June 14, 2019
Swartz Spotlight: Tepper MBA Graduate Builds Information Sharing Platform
Nathan Pitzer (MBA 2018) noticed a frequent issue come up in conversations: Someone would say they could not remember where they had read something they wanted to cite or share. He knew that people were spending hours researching information, but once they learned what they needed, all of that work would be lost.
This sense of wasted labor inspired Pitzer to develop a system where users could store their information gathering efforts and share the results, a platform that would eventually become known as find. “What we’re building is an information marketplace,” he said. “It’s kind of like Pinterest, except for information. Instead of gathering images and creating boards, what you’re doing is going out on the web and gathering information from different websites, pulling it all together, and making sense of it afterward.”
The strength of find’s service is the ability to share those searches. “Those collections of information are sharable with people that you know, but also are able to be searched by other folks so that they can benefit from your research,” Pitzer said. “That much information can create a system that is going to be completely different from how anything else works today.”
Pitzer started working on find while he was a student at the Tepper School of Business. “I really got engaged in the entrepreneurial ecosystem,” he said. He found the opportunity to work with students across campus a key benefit of his MBA education at Carnegie Mellon University.
“Taking classes and working with other groups was something that I wanted to take advantage of, and I am happy that I did,” he said. “I was deciding between schools with great business programs, but it was very important to me that they have excellent programs in engineering fields, and specifically computer science.”
He was impressed at the caliber of individuals he interacted with during his first visit to campus as a prospective student. “The first three hours I was on campus, I knew I was going to end up here.”

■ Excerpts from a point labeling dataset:
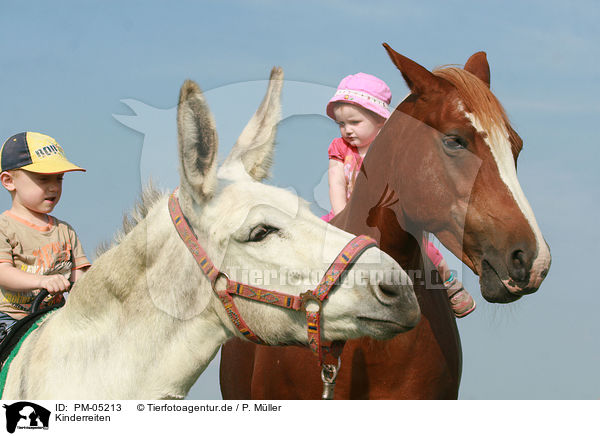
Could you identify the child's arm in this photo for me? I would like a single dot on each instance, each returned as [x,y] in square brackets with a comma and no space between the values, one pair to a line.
[78,273]
[337,186]
[15,280]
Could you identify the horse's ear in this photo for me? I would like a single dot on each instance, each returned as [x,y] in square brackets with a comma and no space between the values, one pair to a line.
[418,78]
[254,147]
[197,137]
[478,66]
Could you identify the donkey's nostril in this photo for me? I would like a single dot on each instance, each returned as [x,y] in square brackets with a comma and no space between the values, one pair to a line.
[387,293]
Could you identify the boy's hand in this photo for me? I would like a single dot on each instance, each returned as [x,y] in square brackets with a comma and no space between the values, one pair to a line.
[54,284]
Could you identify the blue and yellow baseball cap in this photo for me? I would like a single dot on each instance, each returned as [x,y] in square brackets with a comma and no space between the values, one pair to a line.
[34,152]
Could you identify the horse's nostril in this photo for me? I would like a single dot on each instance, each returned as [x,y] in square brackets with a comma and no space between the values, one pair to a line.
[519,269]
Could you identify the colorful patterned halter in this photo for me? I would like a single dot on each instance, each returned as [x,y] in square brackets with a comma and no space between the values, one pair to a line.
[342,262]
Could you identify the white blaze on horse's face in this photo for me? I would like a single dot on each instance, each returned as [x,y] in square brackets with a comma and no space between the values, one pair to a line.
[497,139]
[267,237]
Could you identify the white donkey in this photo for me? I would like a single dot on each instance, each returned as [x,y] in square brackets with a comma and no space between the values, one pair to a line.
[144,321]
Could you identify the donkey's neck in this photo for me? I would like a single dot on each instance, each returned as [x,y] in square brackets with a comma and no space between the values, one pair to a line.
[154,326]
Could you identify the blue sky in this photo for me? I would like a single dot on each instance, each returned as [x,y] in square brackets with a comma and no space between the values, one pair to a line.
[66,67]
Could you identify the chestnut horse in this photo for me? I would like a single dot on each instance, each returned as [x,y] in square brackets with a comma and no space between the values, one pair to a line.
[445,162]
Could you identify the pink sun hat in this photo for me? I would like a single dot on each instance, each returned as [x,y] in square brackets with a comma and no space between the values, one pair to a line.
[363,90]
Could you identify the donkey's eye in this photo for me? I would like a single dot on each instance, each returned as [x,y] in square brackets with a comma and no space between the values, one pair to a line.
[260,232]
[453,143]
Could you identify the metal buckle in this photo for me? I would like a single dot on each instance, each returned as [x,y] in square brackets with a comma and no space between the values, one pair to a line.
[307,297]
[219,275]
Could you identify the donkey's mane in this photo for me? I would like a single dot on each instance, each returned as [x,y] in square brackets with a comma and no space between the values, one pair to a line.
[149,196]
[479,100]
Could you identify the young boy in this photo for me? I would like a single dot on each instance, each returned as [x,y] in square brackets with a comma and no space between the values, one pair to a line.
[37,251]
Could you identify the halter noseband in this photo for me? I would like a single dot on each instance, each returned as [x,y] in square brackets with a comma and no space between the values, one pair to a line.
[313,318]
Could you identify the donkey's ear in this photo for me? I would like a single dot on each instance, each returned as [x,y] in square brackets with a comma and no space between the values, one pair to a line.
[478,65]
[254,147]
[418,78]
[197,138]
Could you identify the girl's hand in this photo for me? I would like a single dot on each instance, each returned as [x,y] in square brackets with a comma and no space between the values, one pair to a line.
[54,284]
[337,186]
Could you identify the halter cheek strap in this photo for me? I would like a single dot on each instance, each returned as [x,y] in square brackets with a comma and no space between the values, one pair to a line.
[302,302]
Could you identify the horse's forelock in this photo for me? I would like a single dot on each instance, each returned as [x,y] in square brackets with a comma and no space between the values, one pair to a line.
[480,101]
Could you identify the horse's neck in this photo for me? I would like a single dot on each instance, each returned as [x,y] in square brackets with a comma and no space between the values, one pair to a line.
[375,209]
[142,298]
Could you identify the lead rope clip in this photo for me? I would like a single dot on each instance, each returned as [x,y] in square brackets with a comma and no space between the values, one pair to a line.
[329,373]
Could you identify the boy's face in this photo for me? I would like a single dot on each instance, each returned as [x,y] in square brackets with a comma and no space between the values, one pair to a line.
[38,193]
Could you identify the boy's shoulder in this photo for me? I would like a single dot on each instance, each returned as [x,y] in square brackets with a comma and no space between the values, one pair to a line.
[7,222]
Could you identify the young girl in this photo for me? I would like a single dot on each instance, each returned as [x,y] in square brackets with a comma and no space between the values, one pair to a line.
[360,107]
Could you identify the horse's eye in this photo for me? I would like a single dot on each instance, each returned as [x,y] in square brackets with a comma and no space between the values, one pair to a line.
[260,232]
[454,143]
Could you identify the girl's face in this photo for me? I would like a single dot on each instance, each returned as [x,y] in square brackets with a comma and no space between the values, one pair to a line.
[358,126]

■ Written request 1:
Answer these questions using the Swartz Spotlight article.
(a) To which website does Pitzer compare find?
(b) At which school was Pitzer a student when he started working on find?
(c) How long had Pitzer been on campus when he knew he would end up there?
■ Written request 2: Write what comes next in the Swartz Spotlight article, starting after its final paragraph.

■ Expected answer 1:
(a) Pinterest
(b) The Tepper School of Business
(c) The first three hours

■ Expected answer 2:
One of the early connections he made was with Florin Manolache, Director of Scientific Computing at the Mellon College of Science. Manolache was taking an entrepreneurship class with Craig Markovitz, Entrepreneur in Residence at the Swartz Center and Assistant Teaching Professor of Entrepreneurship at the Tepper School, where Pitzer pitched his idea for an early iteration of find. Manolache had been interested in developing a similar system. “No one understood what I said except for Florin,” Pitzer said.
Another significant partner for Pitzer was Nathan Hahn, a Ph.D. student in the Human-Computer Interaction Institute of CMU’s School of Computer Science. Hahn was working on related projects focused on helping academic researchers to collaborate on projects, which would eventually take shape as Bento. Pizter saw the shared interest in these kinds of services as validation for his idea, and carries with him a lot of the lessons he gained from working on early versions of find with Manolache and Hahn.
After earning his Tepper MBA, Pitzer moved away from the academic space and focused more on the consumer uses of find’s information sharing functions. He built a team with graduates of Columbia University and Stanford University, employees from Facebook and other tech companies, and successful entrepreneurs.
Pitzer has maintained contact with Markovitz, who helped advise Pitzer both as an MBA student and following his graduation. “He put in so much effort trying to help me avoid making mistakes he’s seen other entrepreneurs make,” Pitzer said. “That has not stopped just because school has ended.” Though Markovitz was not familiar with the information space, Pitzer said his advice was vital in helping him to refine his message and keep on top of the entrepreneurial process.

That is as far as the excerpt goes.